▶ **Qué se pide**
1 - Convierte en una lista breve el párrafo del fragmento sobre los bosques que empieza con "Una ojeada al derecho internacional", sin dejar fuera sus datos principales.
2 - Según el fragmento sobre los bosques, ¿por qué los bosques no perturbados pueden frenar el calentamiento incluso mejor? Responde en una a tres oraciones.
3 - En el fragmento sobre los bosques, ¿cuánto pueden bajar las lluvias cuando los grandes bosques naturales se sustituyen por pastos o paisajes agrícolas?

▶ **Extracto de página**
^^^^^^^^

Una ojeada al derecho internacional apenas encuentra en los Derechos de la Madre Tierra de Evo Morales o los planteamientos de Nueva Zelanda, un reconocimiento del valor de los ecosistemas enteros, desde microorganismos hasta hongos. Mientras, como critica Wohlleben, plantar árboles está de moda, pero auspiciado en la sombra por las industrias madereras, que introducen especies no autóctonas o modificadas genéticamente. Y no se trata de plantar, sino de dejar en paz. Aunque se trate de contener el calentamiento unos dos grados, los bosques no perturbados pueden hacerlo incluso mejor al crear su propio microclima y zonas de bajas presiones que atraen lluvias: “Las precipitaciones no disminuyen en los grandes bosques naturales, pero cuando se sustituyen por pastos o paisajes agrícolas, pueden disminuir hasta un 90%”, dice Wohlleben.

Mientras un maderero lo siga teniendo fácil para talar árboles anónimos y gestionar el bosque sin otra mirada que la extractiva, el abogado Bachmann, que no encuentra en las leyes un consuelo para la vivacidad de la naturaleza, recuerda un dicho ancestral de los indios mapuches que quizá resuene a los humanos del futuro: “Las personas son parte de la tierra, pero la tierra no pertenece a las personas”.

^^^^^^^^

(Filas de una fuente de datos)
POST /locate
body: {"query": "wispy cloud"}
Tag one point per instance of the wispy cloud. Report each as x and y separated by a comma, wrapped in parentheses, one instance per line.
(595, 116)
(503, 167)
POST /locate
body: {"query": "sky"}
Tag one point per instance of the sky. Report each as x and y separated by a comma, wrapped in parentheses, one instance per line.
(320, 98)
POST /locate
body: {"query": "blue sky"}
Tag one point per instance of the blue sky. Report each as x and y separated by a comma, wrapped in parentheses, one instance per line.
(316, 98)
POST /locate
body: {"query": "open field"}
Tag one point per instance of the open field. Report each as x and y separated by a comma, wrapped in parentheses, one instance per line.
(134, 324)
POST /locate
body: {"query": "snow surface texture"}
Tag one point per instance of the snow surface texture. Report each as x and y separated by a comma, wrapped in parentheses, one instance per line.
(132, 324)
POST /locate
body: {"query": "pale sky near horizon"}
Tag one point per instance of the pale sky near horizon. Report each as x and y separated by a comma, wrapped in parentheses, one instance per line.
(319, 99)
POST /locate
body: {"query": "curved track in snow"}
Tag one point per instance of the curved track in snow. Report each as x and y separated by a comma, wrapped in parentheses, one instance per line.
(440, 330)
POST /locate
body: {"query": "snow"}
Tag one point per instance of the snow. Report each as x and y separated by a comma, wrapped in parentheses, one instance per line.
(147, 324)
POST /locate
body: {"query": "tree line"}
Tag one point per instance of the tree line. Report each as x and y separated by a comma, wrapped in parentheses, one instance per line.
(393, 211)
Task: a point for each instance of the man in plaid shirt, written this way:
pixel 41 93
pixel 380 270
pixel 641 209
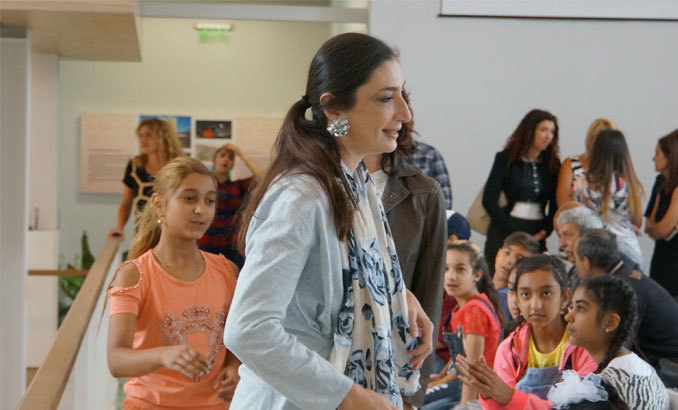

^^^^^^^^

▶ **Respuestas**
1 -
- El derecho internacional casi no reconoce el valor de los ecosistemas enteros. Las excepciones son los Derechos de la Madre Tierra de Evo Morales y los planteamientos de Nueva Zelanda.
- Según Wohlleben, plantar árboles está de moda, pero detrás están las industrias madereras, que meten especies no autóctonas o modificadas genéticamente.
- Lo que hace falta no es plantar, sino dejar los bosques en paz.
- Los bosques no perturbados pueden ayudar a contener el calentamiento incluso mejor, porque crean su propio microclima y zonas de bajas presiones que atraen lluvias.
- En los grandes bosques naturales las lluvias no bajan. Cuando se cambian por pastos o campos de cultivo, pueden caer hasta un 90%.

2 - Los bosques no perturbados crean su propio microclima y forman zonas de bajas presiones que atraen lluvias. Por eso, en los grandes bosques naturales las precipitaciones no disminuyen.

3 - Hasta un 90%.